[Supplied data]
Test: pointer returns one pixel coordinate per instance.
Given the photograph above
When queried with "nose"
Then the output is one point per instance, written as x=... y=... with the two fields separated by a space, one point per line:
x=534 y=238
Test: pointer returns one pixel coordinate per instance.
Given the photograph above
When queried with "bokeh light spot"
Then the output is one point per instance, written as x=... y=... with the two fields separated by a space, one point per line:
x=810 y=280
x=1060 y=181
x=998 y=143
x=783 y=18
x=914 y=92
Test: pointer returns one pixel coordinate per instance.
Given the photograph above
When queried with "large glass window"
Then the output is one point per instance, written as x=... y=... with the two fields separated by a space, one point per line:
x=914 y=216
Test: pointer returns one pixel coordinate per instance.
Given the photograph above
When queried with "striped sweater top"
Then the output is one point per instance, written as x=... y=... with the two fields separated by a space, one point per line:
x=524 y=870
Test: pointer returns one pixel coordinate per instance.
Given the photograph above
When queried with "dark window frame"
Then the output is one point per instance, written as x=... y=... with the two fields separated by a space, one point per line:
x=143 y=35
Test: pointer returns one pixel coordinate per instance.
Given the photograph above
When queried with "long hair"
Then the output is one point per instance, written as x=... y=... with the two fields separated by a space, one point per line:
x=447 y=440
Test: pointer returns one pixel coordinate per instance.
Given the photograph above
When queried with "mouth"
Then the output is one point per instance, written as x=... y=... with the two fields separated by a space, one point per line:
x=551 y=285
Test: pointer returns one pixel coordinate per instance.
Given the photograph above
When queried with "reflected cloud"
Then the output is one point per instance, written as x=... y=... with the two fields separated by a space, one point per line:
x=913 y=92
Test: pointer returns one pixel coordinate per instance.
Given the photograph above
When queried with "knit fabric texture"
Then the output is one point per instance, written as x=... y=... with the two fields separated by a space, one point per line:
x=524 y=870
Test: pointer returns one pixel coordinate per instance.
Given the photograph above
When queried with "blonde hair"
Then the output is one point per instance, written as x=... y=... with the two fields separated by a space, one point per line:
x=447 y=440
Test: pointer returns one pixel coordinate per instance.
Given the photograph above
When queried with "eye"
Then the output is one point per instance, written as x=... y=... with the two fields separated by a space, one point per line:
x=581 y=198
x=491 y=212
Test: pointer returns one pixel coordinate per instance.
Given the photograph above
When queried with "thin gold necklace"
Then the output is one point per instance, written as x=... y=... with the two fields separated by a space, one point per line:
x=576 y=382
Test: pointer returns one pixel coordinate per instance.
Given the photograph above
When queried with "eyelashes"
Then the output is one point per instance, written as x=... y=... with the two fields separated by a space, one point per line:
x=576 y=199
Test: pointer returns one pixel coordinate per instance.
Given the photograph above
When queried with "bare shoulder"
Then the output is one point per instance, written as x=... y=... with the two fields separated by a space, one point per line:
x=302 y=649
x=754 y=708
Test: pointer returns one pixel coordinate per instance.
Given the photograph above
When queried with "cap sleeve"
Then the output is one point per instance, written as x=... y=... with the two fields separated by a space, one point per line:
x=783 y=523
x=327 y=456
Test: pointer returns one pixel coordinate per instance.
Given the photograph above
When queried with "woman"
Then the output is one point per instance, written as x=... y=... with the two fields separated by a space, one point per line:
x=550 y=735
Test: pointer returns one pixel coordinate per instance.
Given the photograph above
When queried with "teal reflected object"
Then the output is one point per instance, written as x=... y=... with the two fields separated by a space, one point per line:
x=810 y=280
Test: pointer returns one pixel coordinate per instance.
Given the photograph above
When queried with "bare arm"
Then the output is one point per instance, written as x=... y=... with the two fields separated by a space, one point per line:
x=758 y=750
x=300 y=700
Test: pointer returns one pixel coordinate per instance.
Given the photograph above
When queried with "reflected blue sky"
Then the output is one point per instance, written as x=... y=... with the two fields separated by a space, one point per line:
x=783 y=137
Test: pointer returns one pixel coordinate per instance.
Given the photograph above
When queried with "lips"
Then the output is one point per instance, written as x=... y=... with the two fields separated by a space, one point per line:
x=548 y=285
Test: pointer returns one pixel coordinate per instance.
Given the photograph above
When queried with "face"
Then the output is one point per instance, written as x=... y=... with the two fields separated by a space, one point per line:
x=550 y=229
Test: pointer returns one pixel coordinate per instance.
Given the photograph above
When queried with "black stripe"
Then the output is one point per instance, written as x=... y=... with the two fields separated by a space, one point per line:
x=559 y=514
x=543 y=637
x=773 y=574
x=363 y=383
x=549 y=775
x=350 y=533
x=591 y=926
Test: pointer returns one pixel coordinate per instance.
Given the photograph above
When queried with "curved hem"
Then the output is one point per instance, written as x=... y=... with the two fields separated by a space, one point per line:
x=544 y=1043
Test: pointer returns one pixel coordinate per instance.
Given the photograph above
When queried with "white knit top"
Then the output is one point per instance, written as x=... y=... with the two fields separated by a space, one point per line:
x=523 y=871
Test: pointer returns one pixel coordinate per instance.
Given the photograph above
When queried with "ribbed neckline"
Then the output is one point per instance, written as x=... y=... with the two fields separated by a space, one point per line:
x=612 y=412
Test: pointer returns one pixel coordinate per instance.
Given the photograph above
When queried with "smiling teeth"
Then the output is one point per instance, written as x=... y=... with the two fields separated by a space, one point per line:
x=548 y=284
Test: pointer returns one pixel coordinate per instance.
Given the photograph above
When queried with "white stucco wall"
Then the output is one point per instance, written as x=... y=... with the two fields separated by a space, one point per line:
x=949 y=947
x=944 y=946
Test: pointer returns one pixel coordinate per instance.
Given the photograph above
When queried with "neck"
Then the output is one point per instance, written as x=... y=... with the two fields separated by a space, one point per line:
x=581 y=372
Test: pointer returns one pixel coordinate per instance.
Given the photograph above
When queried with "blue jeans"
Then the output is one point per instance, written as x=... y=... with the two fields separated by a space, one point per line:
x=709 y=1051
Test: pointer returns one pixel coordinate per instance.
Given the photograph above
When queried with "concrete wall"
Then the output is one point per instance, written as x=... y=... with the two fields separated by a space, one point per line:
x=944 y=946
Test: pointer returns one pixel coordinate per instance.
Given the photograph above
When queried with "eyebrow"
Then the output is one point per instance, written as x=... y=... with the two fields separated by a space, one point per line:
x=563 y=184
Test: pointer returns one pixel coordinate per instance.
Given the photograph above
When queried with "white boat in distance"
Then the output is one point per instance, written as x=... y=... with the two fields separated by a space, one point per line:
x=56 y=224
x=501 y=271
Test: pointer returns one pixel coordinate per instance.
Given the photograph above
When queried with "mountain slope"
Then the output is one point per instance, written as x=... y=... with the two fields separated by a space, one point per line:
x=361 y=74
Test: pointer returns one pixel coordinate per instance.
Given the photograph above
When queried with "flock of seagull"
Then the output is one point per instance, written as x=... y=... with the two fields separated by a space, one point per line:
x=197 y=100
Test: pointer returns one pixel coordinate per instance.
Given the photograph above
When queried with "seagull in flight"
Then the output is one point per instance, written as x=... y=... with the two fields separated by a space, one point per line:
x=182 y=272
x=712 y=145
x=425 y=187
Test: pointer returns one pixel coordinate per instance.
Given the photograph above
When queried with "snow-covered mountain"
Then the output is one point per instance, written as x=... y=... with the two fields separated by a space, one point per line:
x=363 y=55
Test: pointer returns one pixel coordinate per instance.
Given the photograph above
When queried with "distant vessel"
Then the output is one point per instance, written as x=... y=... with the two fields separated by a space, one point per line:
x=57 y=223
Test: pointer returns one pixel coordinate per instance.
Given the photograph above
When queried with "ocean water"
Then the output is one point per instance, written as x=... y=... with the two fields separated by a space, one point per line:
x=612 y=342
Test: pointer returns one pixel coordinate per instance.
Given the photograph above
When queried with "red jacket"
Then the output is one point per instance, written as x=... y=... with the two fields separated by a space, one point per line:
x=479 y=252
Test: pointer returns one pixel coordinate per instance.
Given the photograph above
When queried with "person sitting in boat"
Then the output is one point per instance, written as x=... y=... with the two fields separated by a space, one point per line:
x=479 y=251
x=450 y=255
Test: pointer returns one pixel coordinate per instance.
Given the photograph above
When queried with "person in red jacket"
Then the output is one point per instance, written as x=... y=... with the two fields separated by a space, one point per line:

[Exercise instructions] Using the data above, copy each line that contains "mountain".

[Expected answer]
When queried with "mountain slope"
When queried with "snow-covered mountain"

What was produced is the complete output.